**What is being asked:**
In full and without alteration, print the records below, minus any images.

(Region pointing data)

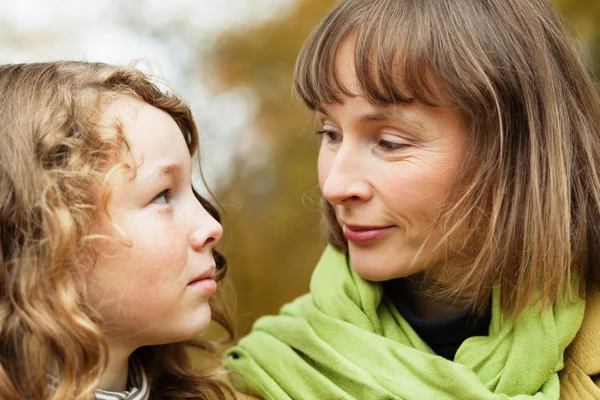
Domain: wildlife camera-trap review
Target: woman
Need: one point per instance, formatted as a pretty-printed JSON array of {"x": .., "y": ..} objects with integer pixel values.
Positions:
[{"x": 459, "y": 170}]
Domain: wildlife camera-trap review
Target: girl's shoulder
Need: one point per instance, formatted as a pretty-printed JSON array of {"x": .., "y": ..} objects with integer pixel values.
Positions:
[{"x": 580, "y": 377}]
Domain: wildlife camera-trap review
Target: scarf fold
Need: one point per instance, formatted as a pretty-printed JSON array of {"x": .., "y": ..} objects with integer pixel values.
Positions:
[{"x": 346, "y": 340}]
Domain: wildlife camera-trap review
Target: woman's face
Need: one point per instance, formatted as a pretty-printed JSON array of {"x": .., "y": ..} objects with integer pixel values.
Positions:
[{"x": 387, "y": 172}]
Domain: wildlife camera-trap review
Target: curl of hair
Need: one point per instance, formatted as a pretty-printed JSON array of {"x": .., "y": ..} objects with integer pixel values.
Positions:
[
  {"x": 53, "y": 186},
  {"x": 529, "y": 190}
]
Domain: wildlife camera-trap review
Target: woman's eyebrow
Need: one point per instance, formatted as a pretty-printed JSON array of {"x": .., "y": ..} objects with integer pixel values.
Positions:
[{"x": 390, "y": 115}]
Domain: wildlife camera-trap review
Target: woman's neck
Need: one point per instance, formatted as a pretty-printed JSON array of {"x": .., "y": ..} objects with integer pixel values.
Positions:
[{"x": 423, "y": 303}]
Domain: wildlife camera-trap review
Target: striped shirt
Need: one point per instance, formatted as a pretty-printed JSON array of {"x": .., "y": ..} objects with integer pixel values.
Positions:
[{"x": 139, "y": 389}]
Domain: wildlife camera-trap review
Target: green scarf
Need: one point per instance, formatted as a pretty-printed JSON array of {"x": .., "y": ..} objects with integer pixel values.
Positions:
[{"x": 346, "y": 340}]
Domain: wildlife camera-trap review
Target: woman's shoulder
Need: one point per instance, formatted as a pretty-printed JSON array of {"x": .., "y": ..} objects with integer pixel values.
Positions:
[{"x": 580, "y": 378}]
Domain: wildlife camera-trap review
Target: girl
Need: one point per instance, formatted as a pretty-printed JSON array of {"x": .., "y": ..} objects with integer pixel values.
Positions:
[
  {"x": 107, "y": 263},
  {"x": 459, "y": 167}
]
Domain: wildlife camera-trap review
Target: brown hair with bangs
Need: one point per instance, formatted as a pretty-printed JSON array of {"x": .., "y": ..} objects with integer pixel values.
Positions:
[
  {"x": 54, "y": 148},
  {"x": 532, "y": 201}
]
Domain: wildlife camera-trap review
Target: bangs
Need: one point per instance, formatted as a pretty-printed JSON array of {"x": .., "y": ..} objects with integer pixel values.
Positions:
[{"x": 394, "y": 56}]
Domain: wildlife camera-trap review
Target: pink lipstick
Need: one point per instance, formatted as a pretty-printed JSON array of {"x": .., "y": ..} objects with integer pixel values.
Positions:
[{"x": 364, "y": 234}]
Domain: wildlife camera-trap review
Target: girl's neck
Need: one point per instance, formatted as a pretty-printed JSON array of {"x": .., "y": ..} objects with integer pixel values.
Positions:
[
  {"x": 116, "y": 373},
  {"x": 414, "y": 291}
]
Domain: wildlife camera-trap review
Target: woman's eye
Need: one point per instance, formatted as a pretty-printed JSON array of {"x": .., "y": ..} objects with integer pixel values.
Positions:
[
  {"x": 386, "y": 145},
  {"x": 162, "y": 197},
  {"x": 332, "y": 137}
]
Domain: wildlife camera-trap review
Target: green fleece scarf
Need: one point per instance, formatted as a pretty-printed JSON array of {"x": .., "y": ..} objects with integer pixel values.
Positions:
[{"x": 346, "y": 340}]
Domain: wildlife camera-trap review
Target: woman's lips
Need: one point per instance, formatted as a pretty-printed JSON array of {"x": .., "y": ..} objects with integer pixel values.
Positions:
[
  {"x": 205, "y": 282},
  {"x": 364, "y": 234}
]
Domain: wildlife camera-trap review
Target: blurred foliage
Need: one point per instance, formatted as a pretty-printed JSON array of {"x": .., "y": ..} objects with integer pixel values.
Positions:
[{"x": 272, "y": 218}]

**Reply to the exercise:**
Domain: wildlife camera-trap review
Target: woman
Need: one point per instance, formatted as a pretty-printed JSON array of {"x": .., "y": ..} objects with integer pixel values.
Positions:
[{"x": 459, "y": 170}]
Domain: wildlife camera-trap review
Target: girl's shoulder
Need: one point per instance, formatted as a pretty-printed JSON array of {"x": .., "y": ..} objects with integer pixel values.
Positions:
[{"x": 580, "y": 377}]
Domain: wildlife camera-trap review
Target: scarf fold
Need: one point per instance, formatted as a pretty-printed JSON array of {"x": .., "y": ..} objects with integer pixel values.
Positions:
[{"x": 346, "y": 340}]
Domain: wildlife camera-trap review
Target: woman's face
Need: one point per instance, formatted as a pretty-printed JSON array of {"x": .., "y": ..} objects with integer pixel values.
Positions:
[{"x": 387, "y": 172}]
Domain: wildlife camera-trap review
Target: curl of hair
Need: one point per instance, formatted as a pretty-printed JSON array of {"x": .., "y": ..} objects with integer pixel values.
Positions:
[
  {"x": 53, "y": 186},
  {"x": 529, "y": 190}
]
Domain: wildlife camera-trap review
Target: woman's eyebrow
Need: one point per instance, formatted as a pretty-printed JSON array of {"x": .., "y": ..} objects with integer pixel values.
Positions:
[{"x": 390, "y": 115}]
Domain: wildlife camera-trap review
Target: woman's neck
Need: one point per instance, formatted as a pretty-printed JSON array of {"x": .., "y": ..} objects with integer pixel values.
Positions:
[{"x": 423, "y": 303}]
Domain: wildlife camera-trap review
Target: striped shirt
Need: one point per instance, formatted as a pretty-printed JSON array of {"x": .., "y": ..} objects with integer pixel values.
Positions:
[{"x": 139, "y": 389}]
Domain: wildlife camera-trap review
Target: green scarf
Need: one point per instance, formatted as a pretty-printed JSON array of {"x": .., "y": ..} objects with integer pixel values.
Positions:
[{"x": 346, "y": 340}]
Domain: wildlife camera-trap review
Target: woman's shoulder
Need: one point per instance, formatted as a pretty-printed JSON array of {"x": .., "y": ..} objects with integer pixel values.
Positions:
[{"x": 580, "y": 378}]
Domain: wildlife camera-trap review
Target: girl
Need: one point per instance, formatted as a pretty-printed JSON array of {"x": .., "y": ..} objects with integer pixel values.
Positions:
[
  {"x": 107, "y": 263},
  {"x": 459, "y": 167}
]
Domain: wildlife camera-trap review
Target: brown hair with bangs
Need: one point per instance, formatted as a pretty-printed JSON array of {"x": .., "y": ..} objects with integer pixel values.
Positions:
[
  {"x": 54, "y": 148},
  {"x": 532, "y": 201}
]
Domain: wildlife camera-trap review
Target: bangs
Need: one point per instance, formatted as a pretty-printed JSON array of {"x": .., "y": ..} objects with integer pixel values.
Positions:
[{"x": 394, "y": 56}]
Domain: wildlife camera-trap review
Target: pink lipstick
Need: one point per instance, formatted as a pretty-printed JSON array of {"x": .., "y": ..} objects with integer pixel values.
Positions:
[{"x": 364, "y": 234}]
Domain: wildlife camera-trap review
Target: girl's neck
Need: one point per instance, formatted as a pretty-printed JSON array of {"x": .., "y": ..} objects with integer pixel values.
Positions:
[
  {"x": 116, "y": 373},
  {"x": 414, "y": 291}
]
Domain: wildlife camera-trap review
Target: woman's eye
Need: one point per instance, formatted as a pretty-printed JSON array of {"x": .., "y": ..} objects with integer pixel values.
Positions:
[
  {"x": 386, "y": 145},
  {"x": 162, "y": 197},
  {"x": 332, "y": 137}
]
Domain: wildlife camera-trap review
Target: green fleece scarf
Need: one point per instance, formatted as a pretty-printed JSON array of {"x": .., "y": ..} objects with integer pixel values.
Positions:
[{"x": 346, "y": 340}]
Domain: wildlife camera-trap review
Target: woman's lips
Need: one point per instance, formatted as a pretty-printed JSON array of {"x": .., "y": ..} objects with integer pixel values.
Positions:
[
  {"x": 205, "y": 282},
  {"x": 364, "y": 234}
]
Domain: wildlife camera-trap review
Target: blurred foliage
Need: one point per instance, formatted as a pretty-printed JSON array of {"x": .., "y": ..} objects with integer pixel values.
Positions:
[{"x": 272, "y": 218}]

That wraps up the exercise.